What the exercise asks » Rewrite all the items below, changing "green foliage" to "leafy greenery" and leaving everything else unchanged. Omit the pictures from your answer.

Exercise input »
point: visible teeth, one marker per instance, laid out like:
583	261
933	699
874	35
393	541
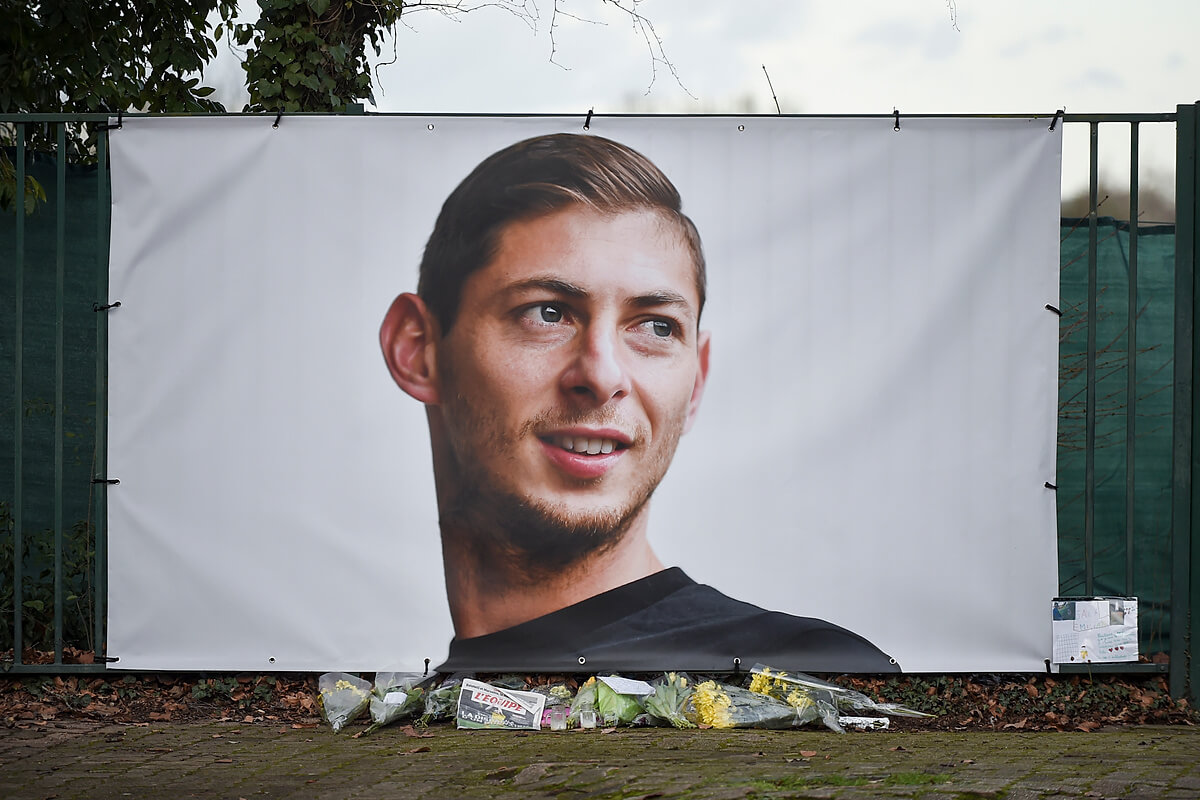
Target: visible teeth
587	445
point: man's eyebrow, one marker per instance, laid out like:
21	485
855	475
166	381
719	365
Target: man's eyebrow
659	298
555	286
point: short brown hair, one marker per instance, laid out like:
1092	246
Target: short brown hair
531	179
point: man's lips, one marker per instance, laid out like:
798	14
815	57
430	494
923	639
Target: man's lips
581	443
585	453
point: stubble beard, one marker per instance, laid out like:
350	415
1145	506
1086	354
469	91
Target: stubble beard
519	539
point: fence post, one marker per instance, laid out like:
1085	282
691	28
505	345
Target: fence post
1186	511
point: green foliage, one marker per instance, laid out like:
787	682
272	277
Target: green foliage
78	55
310	55
37	585
34	192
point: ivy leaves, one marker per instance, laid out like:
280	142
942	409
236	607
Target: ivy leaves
310	55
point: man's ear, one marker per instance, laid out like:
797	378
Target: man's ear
697	390
408	336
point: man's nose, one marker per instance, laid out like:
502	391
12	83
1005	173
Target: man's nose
598	372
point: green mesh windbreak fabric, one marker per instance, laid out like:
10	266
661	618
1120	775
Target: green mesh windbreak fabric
1152	423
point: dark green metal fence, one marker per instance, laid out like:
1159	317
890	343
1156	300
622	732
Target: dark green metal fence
1128	511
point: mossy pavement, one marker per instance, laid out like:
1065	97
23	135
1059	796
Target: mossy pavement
66	759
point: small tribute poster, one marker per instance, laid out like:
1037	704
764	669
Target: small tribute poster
1095	630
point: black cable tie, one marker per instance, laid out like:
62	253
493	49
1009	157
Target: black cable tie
111	126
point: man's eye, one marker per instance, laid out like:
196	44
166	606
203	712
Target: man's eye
661	328
545	313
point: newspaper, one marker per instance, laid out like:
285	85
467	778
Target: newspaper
483	705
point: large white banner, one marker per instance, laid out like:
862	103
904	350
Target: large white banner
874	446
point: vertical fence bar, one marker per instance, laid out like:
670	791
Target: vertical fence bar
1132	362
60	236
1185	511
18	392
1090	421
100	469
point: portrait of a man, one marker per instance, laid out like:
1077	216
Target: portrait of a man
555	340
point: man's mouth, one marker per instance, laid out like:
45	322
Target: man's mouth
586	445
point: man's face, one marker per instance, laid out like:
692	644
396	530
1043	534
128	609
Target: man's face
573	367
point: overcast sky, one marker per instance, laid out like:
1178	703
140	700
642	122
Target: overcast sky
822	56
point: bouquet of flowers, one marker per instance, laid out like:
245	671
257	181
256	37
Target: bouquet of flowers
665	705
720	705
558	696
396	695
342	697
814	698
442	703
585	701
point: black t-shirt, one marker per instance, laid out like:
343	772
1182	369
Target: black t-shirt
667	621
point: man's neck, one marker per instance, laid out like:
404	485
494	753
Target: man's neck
487	595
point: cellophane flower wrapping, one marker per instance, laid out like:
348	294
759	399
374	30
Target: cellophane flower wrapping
721	705
665	705
396	696
557	696
442	703
616	708
342	697
813	697
585	699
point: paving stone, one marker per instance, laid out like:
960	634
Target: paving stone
192	759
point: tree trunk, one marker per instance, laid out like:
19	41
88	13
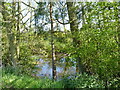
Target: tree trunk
52	45
9	24
74	31
18	32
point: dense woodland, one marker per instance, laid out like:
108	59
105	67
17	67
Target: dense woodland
83	35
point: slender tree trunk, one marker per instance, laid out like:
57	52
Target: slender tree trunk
9	24
18	32
74	30
52	45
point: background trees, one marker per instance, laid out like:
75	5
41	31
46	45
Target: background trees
65	34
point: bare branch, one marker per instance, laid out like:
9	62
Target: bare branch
28	5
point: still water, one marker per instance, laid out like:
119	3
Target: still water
46	69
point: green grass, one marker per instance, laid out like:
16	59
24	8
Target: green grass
13	81
24	81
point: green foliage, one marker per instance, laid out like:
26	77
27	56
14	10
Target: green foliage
23	81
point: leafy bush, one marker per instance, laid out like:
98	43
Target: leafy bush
79	81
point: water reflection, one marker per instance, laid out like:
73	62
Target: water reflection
46	69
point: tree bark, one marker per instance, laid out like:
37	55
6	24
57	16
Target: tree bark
52	45
74	30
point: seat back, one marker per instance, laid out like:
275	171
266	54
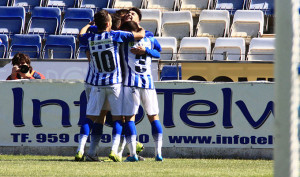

Solution for this problem »
point: visible teeth, one marker per instance, laid out like:
583	261
933	699
874	35
393	541
Target: visible teeth
587	445
point: man's eyebrow, one marker per instance, laid out like:
21	485
855	475
166	381
719	365
Target: man's eyebrow
659	298
555	286
point: short brown hair, one marker per instance, laid out like:
1092	246
Target: short brown hair
531	179
point: man's lips, one marker per instance, laid out like:
798	14
815	57
430	494
923	639
Target: man's lips
581	443
585	453
point: stubble beard, one marker per instance, laid out like:
350	415
1145	506
1086	354
469	91
Target: stubble beard
519	539
point: fence post, one marker per instance, laid out like:
1085	282
691	28
505	345
Target: fence post
1186	511
point: leafy greenery, one marker per instance, laid out like:
787	682
272	277
Target: leafy greenery
78	55
310	55
37	585
34	192
point: ivy leaves, one marker per instance, laid out like:
280	142
942	409
236	607
Target: ivy leaves
310	55
point: man's ear, one marker per instance, laid out like:
797	378
Target: man's ear
697	390
408	336
point: man's nose, one marker per instance, laid out like:
502	391
12	83
1005	173
Target: man's nose
598	372
point: green mesh windbreak fabric, one marker per instance, laid out like:
10	266
661	618
1120	775
Target: green mesh windbreak fabric
1152	423
point: dark green metal fence, one marker per instance, laid out like:
1159	317
890	343
1156	300
622	732
Target: dark green metal fence
1128	511
point: mossy pavement, one marker per instance, laid out like:
1065	97
23	135
1059	796
Target: mossy pavement
66	759
point: small tribute poster, one marker per instance, laid out like:
1037	704
764	669
Target: small tribute poster
1095	630
point: black cable tie, one marker per instance, laid out like:
62	253
493	49
1009	157
Target: black cable tie
111	126
point: man's eye, one marker per instance, laid out like:
196	44
166	606
203	712
Target: man's eye
661	328
545	313
point: newspaper, one marker per instance, laid out like:
285	85
467	778
Target: newspaper
483	705
point: large white banner, one marker per instance, laid out like:
862	103
904	350
Target: large white banner
874	446
point: vertical fence bar, one marker per instance, laid out like:
670	791
Target: vertical fence bar
1132	362
60	236
1185	511
18	392
1090	421
100	469
point: portrait of a man, one marker per instance, laid out like:
1077	216
Target: portrait of a man
555	340
point: man's mouth, one marker per instance, laid out like:
45	322
Target: man's mouth
586	445
point: man's face, one marker per instance, laid out like:
692	644
396	530
1043	534
128	609
Target: man's face
573	367
point: overcast sky, one marker per instance, laid out like:
1178	703
140	700
642	122
Target: overcast sky
822	56
point: bouquet of flowers, one marker per instance, laid out like:
245	671
257	181
256	37
Target: bouquet of flowers
665	705
720	705
558	696
396	695
342	697
814	698
442	703
585	701
point: black t-shirt, one marker per instance, laid out like:
343	772
1182	369
Target: black t-shirt
667	621
point: man's neck, one marker per instance, laid out like:
404	485
494	753
Target: man's neck
487	595
point: cellophane flower wrapping, one marker per instance, laid out like:
348	294
759	399
374	30
Target: cellophane flower wrapping
721	705
665	705
396	696
557	696
442	703
616	708
342	697
813	697
585	699
point: paving stone, one marker per instance, laid out like:
960	634
Target: paving stone
192	759
point: tree trunk, one marker per instance, laid out like:
19	41
88	13
Target: tree trunk
52	45
9	24
74	31
18	32
point: dense woodland, one marker per instance, laid out like:
108	59
105	67
17	67
Target: dense woodland
83	35
point: slender tree trunk, one marker per instance, laid out like:
57	52
Target: slender tree trunk
9	24
18	32
74	30
52	45
point: background trees, one marker per instance, laid out like:
75	5
41	31
46	45
Target: background trees
65	34
point: bare branch, one marker per instance, laid out like:
9	62
Target: bare branch
28	5
point: still water, one marker per instance, laid out like:
119	3
Target: still water
46	69
point: green grass, one marker per instance, laid out like:
16	59
24	8
Target: green grass
13	81
24	81
point: leafy greenery, one marker per instance, laid out like:
26	77
27	56
14	10
Target: leafy greenery
23	81
point: leafy bush, one marker per instance, laid out like:
98	43
Target: leafy bush
79	81
point: water reflection, one marker per instance, laid out like:
73	62
Target: water reflection
46	69
point: tree bark, one marker per instance, laid out like:
37	55
6	24
57	16
Target: tree bark
52	45
74	30
point: seat back, one marker per instance, laid out like:
275	171
266	54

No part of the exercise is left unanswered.